▸ **Goal of the exercise**
Whatever the data contains, copy all of it exactly.

▸ **Material for this exercise**
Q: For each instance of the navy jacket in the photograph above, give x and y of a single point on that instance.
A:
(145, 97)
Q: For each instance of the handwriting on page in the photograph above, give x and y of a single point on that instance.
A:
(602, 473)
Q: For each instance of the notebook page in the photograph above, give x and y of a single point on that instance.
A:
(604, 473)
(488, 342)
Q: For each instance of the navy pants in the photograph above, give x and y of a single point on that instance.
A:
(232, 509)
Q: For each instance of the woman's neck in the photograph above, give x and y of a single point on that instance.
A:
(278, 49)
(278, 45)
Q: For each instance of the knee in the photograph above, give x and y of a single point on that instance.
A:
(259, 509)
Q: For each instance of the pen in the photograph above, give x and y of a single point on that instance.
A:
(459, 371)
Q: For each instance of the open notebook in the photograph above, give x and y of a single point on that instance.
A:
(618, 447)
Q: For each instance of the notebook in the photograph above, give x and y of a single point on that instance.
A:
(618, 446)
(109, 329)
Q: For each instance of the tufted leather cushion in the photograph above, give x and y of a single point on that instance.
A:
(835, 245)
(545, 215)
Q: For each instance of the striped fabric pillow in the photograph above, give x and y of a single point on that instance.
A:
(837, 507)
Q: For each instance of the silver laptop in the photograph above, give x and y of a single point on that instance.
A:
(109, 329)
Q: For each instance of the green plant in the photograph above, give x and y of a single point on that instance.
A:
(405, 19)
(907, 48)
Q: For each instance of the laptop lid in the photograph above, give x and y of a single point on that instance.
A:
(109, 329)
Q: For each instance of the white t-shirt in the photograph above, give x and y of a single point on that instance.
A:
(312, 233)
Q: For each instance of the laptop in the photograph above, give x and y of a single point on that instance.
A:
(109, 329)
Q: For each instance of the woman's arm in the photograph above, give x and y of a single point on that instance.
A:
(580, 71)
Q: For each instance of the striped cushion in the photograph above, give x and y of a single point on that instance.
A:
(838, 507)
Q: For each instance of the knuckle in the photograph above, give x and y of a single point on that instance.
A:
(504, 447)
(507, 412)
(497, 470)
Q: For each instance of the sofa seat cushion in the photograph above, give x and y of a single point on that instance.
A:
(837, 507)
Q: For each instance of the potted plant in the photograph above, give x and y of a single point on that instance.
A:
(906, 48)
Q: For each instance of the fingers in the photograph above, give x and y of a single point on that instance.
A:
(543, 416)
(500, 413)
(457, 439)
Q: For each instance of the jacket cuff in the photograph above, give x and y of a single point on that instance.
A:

▸ **Response area**
Q: For each instance of the navy jacket in the photograph above, give x and y of a single point on that instance.
A:
(145, 97)
Q: For each instance of the handwriting on page in the photograph above, give x and y of a single point on that instance.
A:
(602, 473)
Q: For each instance of the notebook page in the photograph above, give x and y of a single point on that instance.
A:
(604, 473)
(488, 342)
Q: For each instance of the navy pants in the photograph above, give x and y of a single point on that instance.
A:
(232, 509)
Q: For each instance of the woman's neck in the photograph above, give x and y of a single point on that instance.
A:
(278, 49)
(278, 45)
Q: For each instance of the knee in the photograph above, give x and y of a single point on that instance.
A:
(259, 509)
Q: For each instance of the pen in the photograph above, give x and y of a single point on that instance.
A:
(459, 371)
Q: For each instance of the open notebook in the photograph above, give x and y of a single point on that instance.
A:
(618, 447)
Q: For each instance of the notebook in the photograph above, give x and y of a single point on that instance.
A:
(618, 446)
(109, 329)
Q: For each instance of the tufted leather cushion in the photograph above, give x and y of a single point on that instance.
A:
(835, 245)
(545, 215)
Q: For each instance of the striped fabric pillow in the photograph above, give x and y of a single point on that instance.
A:
(837, 507)
Q: For each instance of the silver laptop in the photograph above, give x and y of a single point on that instance.
A:
(109, 329)
Q: For each instance of the green plant in the photograph above, give x and y of a single point on that instance.
A:
(405, 19)
(907, 48)
Q: For each instance of the laptop lid in the photograph above, give x and y of a single point on that instance.
A:
(109, 329)
Q: For each instance of the white t-shirt in the photograph above, give x and y of a single point on that instance.
A:
(312, 233)
Q: For each instance of the laptop in the photograph above, give x and y of a single point on that instance.
A:
(109, 329)
Q: For each instance of the woman's arm in the photograph above, give x and y of a single point on that instance.
A:
(580, 71)
Q: For each instance of the striped cushion in the photograph above, give x and y of a single point on that instance.
A:
(838, 507)
Q: For each instance of the knuckle in the photograph above, give x and y of a single point on that instance.
A:
(504, 447)
(507, 412)
(497, 470)
Q: For each instance of the sofa seat cushion in the photograph above, give x and y of a single point on that instance.
A:
(837, 507)
Q: For each instance of the potted plant in the photograph above, give x and y of a single point on that instance.
A:
(906, 48)
Q: For each instance of the fingers in the photograph above, give x and y of a single point on that instance.
A:
(543, 416)
(500, 413)
(457, 439)
Q: For each instance of the jacket cuff in the photograph above, give x and y of a single point on that instance.
A:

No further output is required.